--- start of Data entries ---

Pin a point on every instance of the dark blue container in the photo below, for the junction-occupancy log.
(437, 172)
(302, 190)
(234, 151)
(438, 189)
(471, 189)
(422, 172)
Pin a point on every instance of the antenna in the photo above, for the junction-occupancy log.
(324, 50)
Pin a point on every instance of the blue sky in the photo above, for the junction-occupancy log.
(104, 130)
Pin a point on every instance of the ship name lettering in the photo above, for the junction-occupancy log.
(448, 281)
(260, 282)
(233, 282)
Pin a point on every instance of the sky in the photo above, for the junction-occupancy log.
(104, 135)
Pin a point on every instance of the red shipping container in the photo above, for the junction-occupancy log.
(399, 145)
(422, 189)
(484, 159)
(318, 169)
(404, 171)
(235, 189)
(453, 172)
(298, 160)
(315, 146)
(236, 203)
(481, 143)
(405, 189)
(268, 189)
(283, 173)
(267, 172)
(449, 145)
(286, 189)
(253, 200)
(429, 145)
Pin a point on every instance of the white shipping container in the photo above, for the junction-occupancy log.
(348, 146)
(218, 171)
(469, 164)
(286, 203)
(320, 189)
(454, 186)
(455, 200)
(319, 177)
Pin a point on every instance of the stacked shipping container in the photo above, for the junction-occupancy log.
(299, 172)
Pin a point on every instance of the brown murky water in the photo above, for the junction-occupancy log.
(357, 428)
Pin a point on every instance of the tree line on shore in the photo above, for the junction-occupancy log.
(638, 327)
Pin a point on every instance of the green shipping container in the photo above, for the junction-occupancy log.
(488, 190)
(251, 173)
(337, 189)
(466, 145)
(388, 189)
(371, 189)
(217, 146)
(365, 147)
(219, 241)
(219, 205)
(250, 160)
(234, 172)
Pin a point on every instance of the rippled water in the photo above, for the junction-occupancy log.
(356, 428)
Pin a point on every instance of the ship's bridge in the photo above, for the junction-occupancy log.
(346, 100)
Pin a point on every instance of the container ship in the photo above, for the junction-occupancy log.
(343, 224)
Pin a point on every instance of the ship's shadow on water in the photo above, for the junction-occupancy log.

--- end of Data entries ---

§ Task objective
Rewrite only the lines above, from the line with "Pin a point on every instance of the green" up to and including the last line, and add 73 to every number in the coordinates.

§ Result
Pin a point on every instance of the green shipping container in the photo above, for the junction-occupancy log.
(561, 263)
(324, 246)
(410, 262)
(539, 218)
(461, 262)
(444, 262)
(290, 219)
(438, 220)
(292, 314)
(292, 278)
(323, 233)
(307, 245)
Pin a point on every instance of the rippled water in the photo above, for the junction-occupancy log.
(429, 501)
Pin a point on every instance of the ship's bridge in the photo above, for the junction-occupancy log.
(419, 173)
Pin a point on every instance of the container ship in the photo above, for the junction-occupancy log.
(416, 297)
Pin a point on every instance of the ship's shadow on water in the photo above, for the junction-occupancy log.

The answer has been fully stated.